We had a fantastic lunch at the Pub and picked-up a few live crab from the dock before our departure. I was asked to navigate around a hillside to avoid being noticed on the Radar and maintain 1000 feet before our big climb back to 1200. The engine sounded solid and I was confident we were to make it back without an unscheduled swim. We were soon back over Point Roberts and I asked Robin if we could fly over the Beach Grove Golf Club so I could take a few aerial pictures. As we were flying over our 3rd fairway Robin asked if I had any experience with mountain flying and quickly started to set the aircraft up to demonstrate a box-turn. I had read about this in books to get out of a canyon when there is no other option but.... too late the stall horn was blaring in my ear and the crab in the back seat were becoming unsettled. Well I hope they plant a tree on the golf course in my memory was my next thought....just of the 3rd tee would be a nice spot; maybe an Oak. The slip indicator was not looking normal and the stall horn was still blaring away and I was looking for something to hold onto before our spin into the turf. Captain Robin was a great Pilot and we landed safely back at his strip that suddenly appeared much wider, flatter, and inviting compared with our previous landing site. I am certain that Robin enjoyed any opportunity to not have to fly straight and level and talk to ATC.

What a great day we had together sharing a common bond for aviation and a good lunch at the Pub.

Gone now but never forgotten. Thank you Captain Robin Lamb.

# WHAT YOU WILL DO:
1 > Decide whether each statement agrees with the account of the flight with Captain Robin Lamb, answering yes or no and quoting the words of the account that settle it: (a) Live crab were picked up from the dock before departure. (b) The narrator asked to fly over the Beach Grove Golf Club to take aerial pictures. (c) The flight ended with a landing on the golf course.
2 > Continue the account of the flight with Captain Robin Lamb, beginning right after its final sentence.
The entries that come next have no connection to the account of the flight with Captain Robin Lamb.

# LISTED RECORDS:
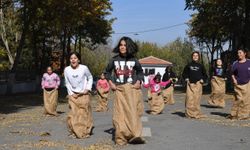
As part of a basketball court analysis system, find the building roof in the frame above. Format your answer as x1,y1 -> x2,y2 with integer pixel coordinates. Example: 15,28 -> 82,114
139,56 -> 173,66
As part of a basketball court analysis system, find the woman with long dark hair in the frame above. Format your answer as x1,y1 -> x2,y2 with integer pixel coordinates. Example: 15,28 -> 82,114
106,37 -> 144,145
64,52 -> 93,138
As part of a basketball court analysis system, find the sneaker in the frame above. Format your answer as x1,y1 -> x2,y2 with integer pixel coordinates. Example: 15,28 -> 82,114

---

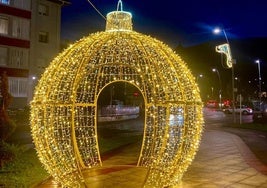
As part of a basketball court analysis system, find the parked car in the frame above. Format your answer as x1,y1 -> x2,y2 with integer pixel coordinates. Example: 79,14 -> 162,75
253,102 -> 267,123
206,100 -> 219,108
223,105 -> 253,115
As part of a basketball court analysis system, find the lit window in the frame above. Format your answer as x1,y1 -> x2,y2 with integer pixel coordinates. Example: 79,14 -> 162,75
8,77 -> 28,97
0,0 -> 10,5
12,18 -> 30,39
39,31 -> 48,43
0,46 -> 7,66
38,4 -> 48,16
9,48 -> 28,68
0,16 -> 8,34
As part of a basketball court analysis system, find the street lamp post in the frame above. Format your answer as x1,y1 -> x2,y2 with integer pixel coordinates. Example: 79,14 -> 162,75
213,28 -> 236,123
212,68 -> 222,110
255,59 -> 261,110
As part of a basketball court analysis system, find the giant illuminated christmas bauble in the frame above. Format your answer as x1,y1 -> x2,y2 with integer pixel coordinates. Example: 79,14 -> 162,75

# PER-TASK ANSWERS:
1 >
(a) Yes: "picked-up a few live crab from the dock before our departure"
(b) Yes: "I asked Robin if we could fly over the Beach Grove Golf Club so I could take a few aerial pictures"
(c) No: "we landed safely back at his strip"

2 >
The most patient parent in the universe

June 18, 2012

 On many occasions, I had the privilege of watching Robin interact with love and infinite patience towards his little sons, Noah, Micah, and Daniel.   A trip to Hawaii in June of 2005 was particularly memorable.  It was utterly amazing to see Robin being ordered around by two-year-old Noah throughout our time there.  Robin's standard response to Noah's demands  was, "OK, Adolf!"  One  particular day,  Noah would lead Robin down the escalator, up the elevator, down the elevator, and up the escalator endlessly.  Manninagh, baby Micah and I were sitting at a lunch table at the upper end of their destination, and as they came into view, Robin would grin and say, "Gotta go," as Noah would race him to either an elevator or escalator for another descent. Robin only stopped the game when Noah said it was over!  The same tests of patience occurred at the beach with Noah running in out of the water relentlessly.   Robin was a tireless, gentle and patient daddy, good-humoured, and delighted by the whole adventure with his bossy little son.  

During the same vacation, Micah, then two months old, was colicky and inconsolable--except when Robin held him endlessly, letting Micah suck on the side of his thumb. Robin was happy just to have the baby at peace and never asked for someone to take Micah so he could have a break.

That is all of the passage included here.